Report after report and little action: that’s how Tamar Bicycle Users Group sees the evolution of cycling infrastructure and active transport in Launceston over the past decade.
But now the group believes there are two key triggers for the city to fill the gaps for active transport – the need for construction stimulus during COVID, and the University of Tasmania’s Inveresk relocation.
The shorter-term priorities included the completion of the Inveresk-Rocherlea trail by providing a cycling link behind the Mowbray racecourse and sealing it from Inveresk to Vermont Road, sealing the north bank trail to the Silos Hotel and building an underpass under Henry Street to connect to the North Esk river trail.
Bolder idea include ending Launceston’s one-way “blockie” street network by making it two-way with pedestrian islands in the centre and separated bike lanes.
TBUG president Malcolm Reid said the group had become concerned at the UTAS redevelopment debate continuously focusing on car parking issues, rather than a broader vision of being a hub for active transport.
“When it was first mooted, active transport was going to be key. But this appears to have become less of a priority,” he said.
“We are worried Launceston is missing an opportunity to take long-term advantage of great increase in walking and cycling during COVID. The time is right to show bold leadership in remaking our city to give people a real choice whether to walk, ride or drive.”

What to work on.
1) Answer these questions about the cycling article:
(a) To which hotel would the north bank trail be sealed?
(b) Who is the president of TBUG?
(c) Under which street would an underpass be built to connect to the North Esk river trail?
2) Please repeat a passage from the cycling article word for word, beginning at the words "TBUG president Malcolm" and stopping after "for active transport.".
The records come from a different source than the cycling article.

Records supplied.
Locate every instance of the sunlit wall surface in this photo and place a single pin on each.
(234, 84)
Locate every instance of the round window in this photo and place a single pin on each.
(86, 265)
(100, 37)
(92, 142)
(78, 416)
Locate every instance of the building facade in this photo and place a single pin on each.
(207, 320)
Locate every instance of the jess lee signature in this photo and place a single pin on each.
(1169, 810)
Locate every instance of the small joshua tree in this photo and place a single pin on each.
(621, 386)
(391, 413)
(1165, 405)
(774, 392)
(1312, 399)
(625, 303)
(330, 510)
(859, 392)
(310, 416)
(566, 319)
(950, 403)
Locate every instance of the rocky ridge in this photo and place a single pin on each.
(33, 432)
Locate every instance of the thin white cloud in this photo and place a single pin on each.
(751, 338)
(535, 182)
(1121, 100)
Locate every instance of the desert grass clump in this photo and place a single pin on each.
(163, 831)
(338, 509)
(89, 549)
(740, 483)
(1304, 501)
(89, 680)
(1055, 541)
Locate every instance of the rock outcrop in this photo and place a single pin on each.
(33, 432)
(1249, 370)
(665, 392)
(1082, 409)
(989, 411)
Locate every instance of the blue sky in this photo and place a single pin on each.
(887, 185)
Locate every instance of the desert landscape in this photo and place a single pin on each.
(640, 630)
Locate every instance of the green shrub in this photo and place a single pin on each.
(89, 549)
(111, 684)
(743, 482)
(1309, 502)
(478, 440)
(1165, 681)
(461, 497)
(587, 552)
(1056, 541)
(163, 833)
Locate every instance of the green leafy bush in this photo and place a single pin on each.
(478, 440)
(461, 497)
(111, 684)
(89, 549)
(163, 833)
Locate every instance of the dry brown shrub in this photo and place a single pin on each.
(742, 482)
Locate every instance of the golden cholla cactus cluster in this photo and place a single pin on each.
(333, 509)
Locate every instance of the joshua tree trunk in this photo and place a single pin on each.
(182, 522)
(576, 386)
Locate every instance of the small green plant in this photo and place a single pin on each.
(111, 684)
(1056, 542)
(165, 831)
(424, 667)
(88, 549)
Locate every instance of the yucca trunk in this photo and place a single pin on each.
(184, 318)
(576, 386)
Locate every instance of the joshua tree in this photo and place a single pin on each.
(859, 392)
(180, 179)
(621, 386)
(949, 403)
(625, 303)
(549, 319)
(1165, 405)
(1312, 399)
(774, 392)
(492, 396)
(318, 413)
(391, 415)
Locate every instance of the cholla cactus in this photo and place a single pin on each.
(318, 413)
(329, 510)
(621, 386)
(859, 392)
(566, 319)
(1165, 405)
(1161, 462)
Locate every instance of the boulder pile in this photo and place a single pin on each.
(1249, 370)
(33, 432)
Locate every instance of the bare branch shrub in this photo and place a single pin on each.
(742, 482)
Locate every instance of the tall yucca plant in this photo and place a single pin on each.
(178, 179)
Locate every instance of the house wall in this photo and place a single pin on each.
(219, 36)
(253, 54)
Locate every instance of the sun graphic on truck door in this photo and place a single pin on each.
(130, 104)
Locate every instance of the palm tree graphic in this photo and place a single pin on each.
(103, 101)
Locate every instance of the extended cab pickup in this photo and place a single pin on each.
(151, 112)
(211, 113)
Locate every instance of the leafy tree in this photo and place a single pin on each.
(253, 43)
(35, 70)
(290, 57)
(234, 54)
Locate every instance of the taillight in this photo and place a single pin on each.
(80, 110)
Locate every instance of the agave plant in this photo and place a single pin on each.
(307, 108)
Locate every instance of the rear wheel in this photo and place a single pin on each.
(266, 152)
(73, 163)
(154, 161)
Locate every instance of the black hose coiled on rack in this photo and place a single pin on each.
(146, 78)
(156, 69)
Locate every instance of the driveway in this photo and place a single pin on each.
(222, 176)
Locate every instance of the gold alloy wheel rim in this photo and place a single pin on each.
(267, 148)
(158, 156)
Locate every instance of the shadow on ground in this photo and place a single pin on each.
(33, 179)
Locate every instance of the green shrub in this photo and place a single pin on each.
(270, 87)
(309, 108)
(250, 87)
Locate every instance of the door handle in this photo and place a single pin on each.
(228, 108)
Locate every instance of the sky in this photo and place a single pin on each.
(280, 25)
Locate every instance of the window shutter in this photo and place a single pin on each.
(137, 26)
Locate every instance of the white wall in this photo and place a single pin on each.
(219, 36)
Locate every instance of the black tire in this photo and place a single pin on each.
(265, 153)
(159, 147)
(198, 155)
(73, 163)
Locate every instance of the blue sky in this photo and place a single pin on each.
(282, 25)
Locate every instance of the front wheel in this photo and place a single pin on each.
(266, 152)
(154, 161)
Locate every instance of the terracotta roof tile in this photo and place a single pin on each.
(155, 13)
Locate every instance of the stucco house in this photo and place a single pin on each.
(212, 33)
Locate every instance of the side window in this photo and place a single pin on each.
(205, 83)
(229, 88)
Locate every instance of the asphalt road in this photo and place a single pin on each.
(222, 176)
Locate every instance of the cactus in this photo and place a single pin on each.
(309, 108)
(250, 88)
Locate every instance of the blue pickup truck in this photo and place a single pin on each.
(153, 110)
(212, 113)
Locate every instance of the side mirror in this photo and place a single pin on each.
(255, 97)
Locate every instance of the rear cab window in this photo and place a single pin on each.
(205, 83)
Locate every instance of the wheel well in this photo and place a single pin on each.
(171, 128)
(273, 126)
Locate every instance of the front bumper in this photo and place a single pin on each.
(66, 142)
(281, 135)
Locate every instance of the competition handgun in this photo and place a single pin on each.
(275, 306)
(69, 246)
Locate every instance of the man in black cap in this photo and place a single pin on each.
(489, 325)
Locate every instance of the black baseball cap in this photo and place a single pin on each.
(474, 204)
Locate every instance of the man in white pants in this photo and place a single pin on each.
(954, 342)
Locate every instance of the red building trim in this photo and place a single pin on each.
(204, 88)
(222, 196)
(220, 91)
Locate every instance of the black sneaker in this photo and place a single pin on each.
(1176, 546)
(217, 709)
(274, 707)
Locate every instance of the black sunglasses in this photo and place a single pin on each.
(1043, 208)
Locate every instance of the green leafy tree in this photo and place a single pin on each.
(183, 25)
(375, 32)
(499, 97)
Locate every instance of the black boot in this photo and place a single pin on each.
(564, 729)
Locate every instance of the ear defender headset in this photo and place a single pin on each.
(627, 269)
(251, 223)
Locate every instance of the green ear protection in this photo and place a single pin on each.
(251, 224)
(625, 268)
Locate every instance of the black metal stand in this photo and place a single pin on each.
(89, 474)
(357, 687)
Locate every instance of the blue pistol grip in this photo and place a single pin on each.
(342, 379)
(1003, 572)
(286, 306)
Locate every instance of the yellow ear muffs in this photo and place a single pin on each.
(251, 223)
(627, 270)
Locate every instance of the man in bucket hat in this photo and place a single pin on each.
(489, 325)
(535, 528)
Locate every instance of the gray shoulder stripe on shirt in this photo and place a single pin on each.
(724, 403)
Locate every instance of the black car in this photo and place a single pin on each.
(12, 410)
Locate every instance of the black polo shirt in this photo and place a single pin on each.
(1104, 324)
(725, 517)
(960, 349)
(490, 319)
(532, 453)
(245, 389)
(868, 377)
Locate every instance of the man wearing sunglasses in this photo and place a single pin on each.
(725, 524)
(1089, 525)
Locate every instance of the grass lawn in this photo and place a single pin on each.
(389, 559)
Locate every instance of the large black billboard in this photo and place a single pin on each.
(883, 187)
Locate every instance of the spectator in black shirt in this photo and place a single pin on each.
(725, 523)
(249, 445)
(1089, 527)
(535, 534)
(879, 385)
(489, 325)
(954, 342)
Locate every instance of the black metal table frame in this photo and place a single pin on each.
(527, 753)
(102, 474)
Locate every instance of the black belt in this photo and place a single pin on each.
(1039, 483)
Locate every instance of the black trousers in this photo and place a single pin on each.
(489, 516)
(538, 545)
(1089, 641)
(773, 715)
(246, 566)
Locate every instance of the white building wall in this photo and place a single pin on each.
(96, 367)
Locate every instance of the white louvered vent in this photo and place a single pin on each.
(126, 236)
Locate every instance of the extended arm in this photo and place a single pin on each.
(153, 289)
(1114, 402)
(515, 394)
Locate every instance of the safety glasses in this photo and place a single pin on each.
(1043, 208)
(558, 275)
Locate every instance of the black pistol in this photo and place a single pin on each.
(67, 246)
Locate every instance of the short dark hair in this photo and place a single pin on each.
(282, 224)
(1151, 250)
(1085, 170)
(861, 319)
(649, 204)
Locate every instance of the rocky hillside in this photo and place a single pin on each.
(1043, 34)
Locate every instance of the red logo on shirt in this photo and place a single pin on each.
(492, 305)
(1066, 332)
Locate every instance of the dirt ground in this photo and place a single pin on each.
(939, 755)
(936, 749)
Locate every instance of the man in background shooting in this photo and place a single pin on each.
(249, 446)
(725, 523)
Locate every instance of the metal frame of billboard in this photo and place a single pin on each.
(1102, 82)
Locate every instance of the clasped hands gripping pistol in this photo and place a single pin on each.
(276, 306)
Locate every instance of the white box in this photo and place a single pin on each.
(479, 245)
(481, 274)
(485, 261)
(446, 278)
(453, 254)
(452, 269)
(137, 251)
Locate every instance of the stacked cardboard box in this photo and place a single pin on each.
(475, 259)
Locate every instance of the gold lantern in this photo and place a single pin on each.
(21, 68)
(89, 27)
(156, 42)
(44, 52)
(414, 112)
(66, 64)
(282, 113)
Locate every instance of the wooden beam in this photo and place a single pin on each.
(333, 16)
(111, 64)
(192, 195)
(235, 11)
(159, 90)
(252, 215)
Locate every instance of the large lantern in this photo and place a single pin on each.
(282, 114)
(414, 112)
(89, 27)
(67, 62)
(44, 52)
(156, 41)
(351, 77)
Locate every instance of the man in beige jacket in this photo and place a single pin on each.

Outputs by task.
1)
(a) The Silos Hotel
(b) Malcolm Reid
(c) Henry Street

2)
TBUG president Malcolm Reid said the group had become concerned at the UTAS redevelopment debate continuously focusing on car parking issues, rather than a broader vision of being a hub for active transport.